*** Passage provided Section Begins ***
Clip from 2/29/20 San Jose v. TFC

Toronto scored twice against San Jose last Saturday:

  • On a PK that was iffy, but San Jose put themselves in the situation
  • On a very bad giveaway leading to a counterattack.

The old adage is that it takes at least two mistakes to concede a goal. Well, San Jose had several on Laryea’s 50’ strike.

The camera starts here, with Yueill (behind the circle) trying to sneak a pass down to Hoesen (top right in orange shoes) off of a Vega goal kick.

That’s a pretty high-risk pass, with six TFC players ready to spring on the Yueill/Alanis/Kashia triumvirate!

After winning the ball, Jozy niftily dummies a pass to let Pozuelo pick it up steaming towards goal. Both Kashia and Eriksson converge on Pozuelo, leaving Tsubasa Endoh free.

How does Eriksson fare closing down Pozuelo, you ask?

via GIPHY

Oh.

While you’re watching that GIF of Eriksson flailing at the best CAM in the league, note the difference between Alanis (left top) and Thompson (left bottom)  in angles of retreat.

Alanis gets up to his toes and patiently sits between Altidore and Laryea, while Thompson sells out to get back. As Endoh (bottom in red) curves his run in, Thompson keeps him onside. And then keeps Laryea onside.

It’s hard to set a line in a man-marking system, but Alanis tries. Thompson just didn’t help him out.

So to recount:

  1. A poor pass by Yueill
  2. Eriksson takes the wrong guy in transition
    1. Eriksson doesn’t take a tactical yellow and instead lets Pozuelo lead a 3-v-2 break
  3. Kashia gets caught in between Pozuelo and Endoh
  4. Thompson takes a bad angle
  5. Goal Toronto

It’s early in the season and these things happen. But it’s not a good sign. Here’s two screenshots of Minnesota United (San Jose’s opponent next week) in their victory over Portland on Sunday:

They killed Portland by releasing Ethan Finlay on the counter, and San Jose has preliminarily proven to have no idea how to defend against that.
*** Passage provided Section Ends ***
* _Problems and tasks_
1. Answer these from the San Jose–Toronto goal breakdown:
(a) How many TFC players were ready to spring on the Yueill/Alanis/Kashia triumvirate?
(b) After Endoh, which other player did Thompson keep onside?
(c) Which team is San Jose's opponent next week?
2. Please write the next paragraph of the San Jose–Toronto goal breakdown, picking up after its final sentence.
The stored rows have no connection to the San Jose–Toronto goal breakdown.
*** Recorded information Section Begins ***
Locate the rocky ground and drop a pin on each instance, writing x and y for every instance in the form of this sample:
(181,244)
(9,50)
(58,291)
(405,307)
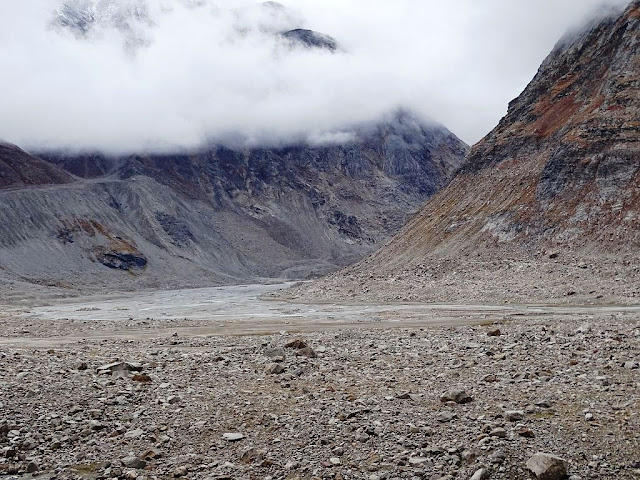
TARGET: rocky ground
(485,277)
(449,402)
*** Recorded information Section Ends ***
*** Recorded information Section Begins ***
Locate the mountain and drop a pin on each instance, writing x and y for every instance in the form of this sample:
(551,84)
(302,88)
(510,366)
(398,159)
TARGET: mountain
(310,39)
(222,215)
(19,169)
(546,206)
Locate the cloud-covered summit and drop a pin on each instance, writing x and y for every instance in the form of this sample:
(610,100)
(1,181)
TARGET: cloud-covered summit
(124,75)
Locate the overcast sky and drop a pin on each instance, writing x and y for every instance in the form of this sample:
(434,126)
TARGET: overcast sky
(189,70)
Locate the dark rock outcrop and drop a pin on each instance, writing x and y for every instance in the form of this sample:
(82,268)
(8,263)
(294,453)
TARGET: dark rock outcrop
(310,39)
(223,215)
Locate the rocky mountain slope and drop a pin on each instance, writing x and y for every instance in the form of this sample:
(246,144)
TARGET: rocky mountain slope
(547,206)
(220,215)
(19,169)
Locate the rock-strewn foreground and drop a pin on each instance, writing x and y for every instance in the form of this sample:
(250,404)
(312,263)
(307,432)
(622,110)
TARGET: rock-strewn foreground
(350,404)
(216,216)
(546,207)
*** Recorded information Section Ends ***
*** Recorded information Section Begins ***
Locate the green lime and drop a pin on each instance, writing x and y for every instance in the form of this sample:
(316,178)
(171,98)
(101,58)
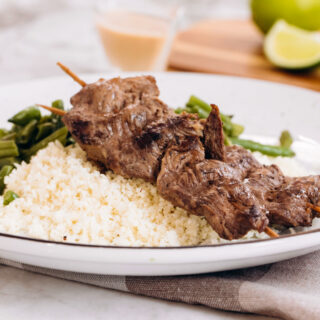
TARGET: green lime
*** Recorded information Section Ends ***
* _Answers given_
1.
(a) Six
(b) Laryea
(c) Minnesota United

2.
Maybe Alanis can move intelligently enough to provide cover for a marauding Nick Lima. I can't imagine that either Shea Salinas or Marcos Lopez provide more defensively than Lima — or at least enough more defensively to balance the fact that Lima was the team's best attacking option in the first half.

If San Jose’s defense did demonstrate one thing on Saturday, it’s that they badly miss Judson. As Colin Etnire put it (well, as I put it and Colin quoted me):

Minnesota's passing graph against Portland looked awfully similar to Toronto's versus San Jose:

Graph courtesy of Jamon Moore; Data: @AnalysisEvolved

The Earthquakes need somebody to force the opponent to hit the breaks in these situations. Or, as that Toronto passing graph shows, any situation. For all of 2019, that "someone" was Judson. He is plainly the reason San Jose ended last year at the top right of this xG vs. Counterattacks conceded graph:

Maybe Judson needed that extra week to get his legs under him, but San Jose need to have a backup plan. Maybe it’s Eric Calvillo, or maybe even Nick Lima, but there simply must be a strategy in place besides expecting Yueill to have a perfect game (especially when Yueill’s gone on national team duty).

San Jose was trying a few new things on Saturday, and they got a point to show for it. But the team needs home wins in order to get to the playoffs, and it’s tough to get home wins when you allow counters up the gut as easily as the Quakes did on Leap Day.